Problem to solve =>
Carry on the article about rinsing your mouth after brushing, picking up right after its last sentence.

Maintaining good dental hygiene isn’t very complicated. As long as you brush your teeth twice a day and floss every day, you should generally be good to go. But there is one widespread habit that we’ve all been doing and is actually not recommended by dentists—rinsing your mouth after brushing your teeth.
Common dental hygiene mistake
It may seem like a rather obvious move to wash out all the excess toothpaste from your mouth, but this reflex is not necessarily very useful. In fact, if you want to better protect your pearly whites, having toothpaste residue in the mouth is actually beneficial. At least that’s what dental surgeon, Dr. Elise, who goes by Dr. E on her Instagram account Les Maux de la Bouce, explained to Madmoizelle:
To date, there are no advanced studies confirming that you should spit rather than rinse your toothpaste, but in theory, it seems very logical: the more fluorides contained in the toothpaste will be in contact with the teeth, the more effective they will be in strengthening the enamel and allowing remineralisation of carious lesions.

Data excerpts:

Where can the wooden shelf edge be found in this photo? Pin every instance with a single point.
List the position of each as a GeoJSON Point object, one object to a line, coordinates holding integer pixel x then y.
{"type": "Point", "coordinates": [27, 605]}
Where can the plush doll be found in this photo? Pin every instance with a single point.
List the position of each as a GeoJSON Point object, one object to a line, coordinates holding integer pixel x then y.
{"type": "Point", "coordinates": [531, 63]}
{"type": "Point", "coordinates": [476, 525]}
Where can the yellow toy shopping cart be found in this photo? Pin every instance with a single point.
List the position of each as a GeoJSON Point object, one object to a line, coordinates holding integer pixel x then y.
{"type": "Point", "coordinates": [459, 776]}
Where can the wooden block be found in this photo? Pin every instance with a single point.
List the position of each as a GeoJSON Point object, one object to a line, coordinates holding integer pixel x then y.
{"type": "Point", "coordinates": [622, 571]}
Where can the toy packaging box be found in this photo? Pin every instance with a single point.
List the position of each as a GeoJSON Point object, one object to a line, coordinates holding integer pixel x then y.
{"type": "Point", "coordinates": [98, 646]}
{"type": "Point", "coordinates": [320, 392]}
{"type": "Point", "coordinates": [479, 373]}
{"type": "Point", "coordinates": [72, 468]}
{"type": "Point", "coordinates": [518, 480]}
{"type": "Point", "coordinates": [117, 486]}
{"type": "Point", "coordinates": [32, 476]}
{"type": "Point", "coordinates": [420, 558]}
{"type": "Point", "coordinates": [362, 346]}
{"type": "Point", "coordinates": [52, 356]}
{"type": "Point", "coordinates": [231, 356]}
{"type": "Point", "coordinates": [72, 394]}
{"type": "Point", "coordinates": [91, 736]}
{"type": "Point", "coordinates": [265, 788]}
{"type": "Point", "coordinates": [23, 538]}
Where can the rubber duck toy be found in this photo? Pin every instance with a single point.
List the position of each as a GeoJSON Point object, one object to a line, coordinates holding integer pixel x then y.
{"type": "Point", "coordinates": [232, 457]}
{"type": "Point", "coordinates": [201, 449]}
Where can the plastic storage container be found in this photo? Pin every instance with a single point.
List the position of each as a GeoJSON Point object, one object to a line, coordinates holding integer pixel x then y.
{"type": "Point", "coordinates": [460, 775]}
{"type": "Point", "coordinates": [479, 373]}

Response to the task =>
Why you shouldn’t rinse your mouth after brushing
She’s not the only dental expert that supports this practice. British dentist Anna Peterson, who has over 90,000 followers on TikTok, also addressed the matter while responding to a viewer’s question. She said:
All you're supposed to do is spit out the excess toothpaste, not rinse it out with water.
If you’re still not convinced, you should know that the NHS has been giving out the same advice. According to them, rinsing your mouth after brushing your teeth will ‘remove the concentrated fluoride in the remaining toothpaste.’ They add:
This dilutes it and reduces its preventive effects.